** begin DATASET ROWS **
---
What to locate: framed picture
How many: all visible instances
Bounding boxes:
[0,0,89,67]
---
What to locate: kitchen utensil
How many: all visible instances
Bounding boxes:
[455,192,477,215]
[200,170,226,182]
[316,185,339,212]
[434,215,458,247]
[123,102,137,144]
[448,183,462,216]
** end DATASET ROWS **
TASK
Return all of the rows above, copying every line without any change.

RESULT FOR THIS TASK
---
What to locate: framed picture
How many: all visible instances
Bounding boxes:
[0,0,89,67]
---
What to locate: kitchen utensil
How many: all visible instances
Bounding boxes:
[455,192,477,215]
[200,170,226,182]
[316,185,339,212]
[434,215,458,247]
[123,102,137,144]
[448,183,462,216]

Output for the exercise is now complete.